List of tasks:
1 - State only the number of rows that contain the string "post".
2 - Write what comes next in the excerpt from the bankruptcy costs judgment, picking up after its final sentence.

Selected excerpt:

Section 58(3) of that Bankruptcy Act provides:
“Except as provided by this Act, after a debtor has become a bankrupt, it is not competent for a creditor:
(a)to enforce any remedy against the person or the property of the bankrupt in respect of a provable debt; or
(b)except with the leave of the Court and on such terms as the Court thinks fit, to commence any legal proceeding in respect of a provable debt or take any fresh step in such a proceeding”
[8] ‘Court’ relevantly means the Federal Court or Federal Magistrates Court.[4] Applied to this matter, the relevant prohibition is against a creditor, other than with the leave of the court, taking any fresh step in a legal proceeding in respect of a provable debt. The argument before the learned trial judge was as to whether the order for costs made by the learned judge was a legal proceeding in respect of a provable debt constituted by the costs order. That is, the issue argued was whether the costs order was itself a provable debt. The learned judge held that it was not one within the meaning of s 82(1), and that therefore s 58(3)(b) did not apply to Ensham’s application for those costs. Ensham submits that that conclusion was correct, relying on, inter alia, Fraser Property Developments Pty Ltd v Sommerfeld (No. 2) [2005] 2 Qd R 404[5] at 408 and Glenister v Rowe [2005] Ch 76.

Records of labeled points:

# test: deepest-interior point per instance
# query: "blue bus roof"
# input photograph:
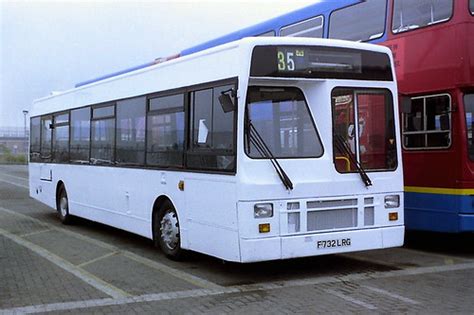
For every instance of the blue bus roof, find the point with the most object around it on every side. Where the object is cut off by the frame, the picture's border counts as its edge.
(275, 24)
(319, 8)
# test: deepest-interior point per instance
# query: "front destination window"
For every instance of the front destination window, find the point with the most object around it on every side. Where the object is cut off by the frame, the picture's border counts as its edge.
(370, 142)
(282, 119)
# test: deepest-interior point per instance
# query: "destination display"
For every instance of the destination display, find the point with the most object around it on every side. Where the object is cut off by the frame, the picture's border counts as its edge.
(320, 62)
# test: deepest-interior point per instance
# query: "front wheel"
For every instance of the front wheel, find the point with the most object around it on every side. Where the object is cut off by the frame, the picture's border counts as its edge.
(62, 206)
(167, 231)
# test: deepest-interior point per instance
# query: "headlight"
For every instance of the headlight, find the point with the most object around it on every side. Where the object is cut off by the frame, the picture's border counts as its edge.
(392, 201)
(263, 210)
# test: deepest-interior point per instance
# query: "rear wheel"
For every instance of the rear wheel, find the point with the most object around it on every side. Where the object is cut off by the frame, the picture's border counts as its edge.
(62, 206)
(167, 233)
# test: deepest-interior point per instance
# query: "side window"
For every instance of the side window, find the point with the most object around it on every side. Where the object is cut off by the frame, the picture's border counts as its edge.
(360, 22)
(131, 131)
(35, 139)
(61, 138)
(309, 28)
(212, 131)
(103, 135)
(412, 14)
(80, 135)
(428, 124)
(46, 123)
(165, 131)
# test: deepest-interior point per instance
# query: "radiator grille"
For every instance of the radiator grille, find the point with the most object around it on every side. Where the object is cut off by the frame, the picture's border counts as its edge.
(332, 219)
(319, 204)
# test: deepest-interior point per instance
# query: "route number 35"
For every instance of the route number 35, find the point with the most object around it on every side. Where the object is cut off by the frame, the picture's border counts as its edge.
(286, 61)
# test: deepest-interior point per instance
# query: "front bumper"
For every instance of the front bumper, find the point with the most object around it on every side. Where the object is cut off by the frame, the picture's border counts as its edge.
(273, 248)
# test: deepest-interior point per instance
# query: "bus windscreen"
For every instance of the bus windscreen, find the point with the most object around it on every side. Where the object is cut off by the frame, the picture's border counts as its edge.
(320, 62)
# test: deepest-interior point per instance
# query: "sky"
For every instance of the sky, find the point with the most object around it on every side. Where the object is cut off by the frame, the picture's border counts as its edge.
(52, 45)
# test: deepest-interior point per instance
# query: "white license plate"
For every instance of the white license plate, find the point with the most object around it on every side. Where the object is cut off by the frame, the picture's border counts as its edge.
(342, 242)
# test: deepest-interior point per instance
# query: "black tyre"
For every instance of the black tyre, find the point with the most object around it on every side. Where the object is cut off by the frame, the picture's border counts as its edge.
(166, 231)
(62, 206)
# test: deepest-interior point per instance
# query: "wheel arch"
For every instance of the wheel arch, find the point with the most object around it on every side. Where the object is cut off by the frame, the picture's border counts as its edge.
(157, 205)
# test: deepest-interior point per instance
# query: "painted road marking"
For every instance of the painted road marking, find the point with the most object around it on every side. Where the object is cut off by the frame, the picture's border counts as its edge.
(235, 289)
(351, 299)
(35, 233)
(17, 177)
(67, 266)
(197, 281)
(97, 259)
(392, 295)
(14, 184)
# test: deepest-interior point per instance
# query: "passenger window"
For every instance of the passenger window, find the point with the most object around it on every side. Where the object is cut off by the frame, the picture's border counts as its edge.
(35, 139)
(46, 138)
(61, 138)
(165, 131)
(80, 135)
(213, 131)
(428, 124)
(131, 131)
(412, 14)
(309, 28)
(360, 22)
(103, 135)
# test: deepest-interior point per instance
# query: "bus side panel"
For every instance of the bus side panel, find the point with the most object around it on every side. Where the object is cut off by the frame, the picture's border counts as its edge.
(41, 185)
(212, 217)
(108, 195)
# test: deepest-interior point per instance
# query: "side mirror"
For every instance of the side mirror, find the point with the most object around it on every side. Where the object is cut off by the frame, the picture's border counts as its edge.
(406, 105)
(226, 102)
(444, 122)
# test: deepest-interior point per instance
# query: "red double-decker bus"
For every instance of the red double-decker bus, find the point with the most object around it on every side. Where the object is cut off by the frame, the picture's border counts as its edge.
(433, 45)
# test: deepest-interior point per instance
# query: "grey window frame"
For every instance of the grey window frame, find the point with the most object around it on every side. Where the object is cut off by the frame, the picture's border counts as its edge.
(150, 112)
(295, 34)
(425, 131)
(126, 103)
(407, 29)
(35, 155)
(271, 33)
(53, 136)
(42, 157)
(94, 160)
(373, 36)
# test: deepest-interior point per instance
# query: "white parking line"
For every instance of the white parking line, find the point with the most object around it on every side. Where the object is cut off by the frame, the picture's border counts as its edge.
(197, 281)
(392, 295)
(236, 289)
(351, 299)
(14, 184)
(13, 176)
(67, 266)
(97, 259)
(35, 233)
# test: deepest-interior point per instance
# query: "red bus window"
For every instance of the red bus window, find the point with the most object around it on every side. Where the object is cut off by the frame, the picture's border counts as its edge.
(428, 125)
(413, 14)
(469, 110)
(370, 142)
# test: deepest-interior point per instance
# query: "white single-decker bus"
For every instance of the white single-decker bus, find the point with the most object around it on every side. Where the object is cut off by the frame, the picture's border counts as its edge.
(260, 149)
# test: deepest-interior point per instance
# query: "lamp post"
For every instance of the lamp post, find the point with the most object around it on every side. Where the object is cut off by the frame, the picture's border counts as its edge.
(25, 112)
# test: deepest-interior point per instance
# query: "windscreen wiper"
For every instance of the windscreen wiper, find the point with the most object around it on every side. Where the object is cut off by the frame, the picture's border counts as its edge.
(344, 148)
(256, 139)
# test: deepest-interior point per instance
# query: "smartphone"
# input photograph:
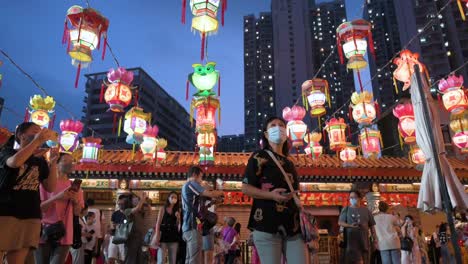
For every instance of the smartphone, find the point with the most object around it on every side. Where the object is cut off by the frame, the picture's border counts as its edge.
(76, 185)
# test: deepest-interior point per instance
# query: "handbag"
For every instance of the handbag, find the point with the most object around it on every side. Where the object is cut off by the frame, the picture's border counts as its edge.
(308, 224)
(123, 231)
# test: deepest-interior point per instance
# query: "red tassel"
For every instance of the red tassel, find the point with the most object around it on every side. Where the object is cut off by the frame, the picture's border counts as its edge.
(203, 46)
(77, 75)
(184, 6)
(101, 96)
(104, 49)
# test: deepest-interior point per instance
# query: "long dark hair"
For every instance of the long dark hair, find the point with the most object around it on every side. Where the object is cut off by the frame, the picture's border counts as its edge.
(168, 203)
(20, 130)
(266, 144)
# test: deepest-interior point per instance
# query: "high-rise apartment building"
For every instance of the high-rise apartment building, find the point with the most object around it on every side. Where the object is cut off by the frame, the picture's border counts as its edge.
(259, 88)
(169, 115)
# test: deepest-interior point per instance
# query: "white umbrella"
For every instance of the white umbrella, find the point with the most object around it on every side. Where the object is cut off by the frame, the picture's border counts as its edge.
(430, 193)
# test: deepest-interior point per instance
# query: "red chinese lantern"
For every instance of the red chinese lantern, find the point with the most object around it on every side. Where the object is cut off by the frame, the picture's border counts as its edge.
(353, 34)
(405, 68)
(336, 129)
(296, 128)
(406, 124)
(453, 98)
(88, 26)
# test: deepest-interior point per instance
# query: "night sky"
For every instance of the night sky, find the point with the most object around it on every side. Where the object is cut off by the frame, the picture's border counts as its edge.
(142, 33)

Outputs in order:
1 - 2

2 -
[9] I consider it unnecessary to say anything as to that on this application, because I am satisfied that Mr Foots has a reasonable but different argument to advance on the appeal on s 58(3)(b), namely that the reference to a provable debt should be construed in circumstances such as these to the judgment debt for damages of $2,460,000 in favour of Ensham, and ordered before Mr Foots became bankrupt. That is, Mr Foots has a reasonable argument that the application for a costs order was a fresh step in the legal proceeding already in existence between Mr Foots and Ensham and which was in respect of a provable debt constituted by the judgment. It was common ground on this application that that judgment sum was a provable debt.
[10] The argument is open to Mr Foots that that construction of s 58(3)(b) accords with the statement in the joint judgment in the High Court in Coventry v Charter Pacific Corporation Ltd (2005) 80 ALJR 132[6], in respect of an appellant who was made bankrupt shortly before the date fixed for oral argument of that appeal in the High Court, that:
“An order for costs [of the appeal] could not be made against [the bankrupt] if the claim… made against him… was a proceeding in respect of a provable debt.” (Interpolation mine).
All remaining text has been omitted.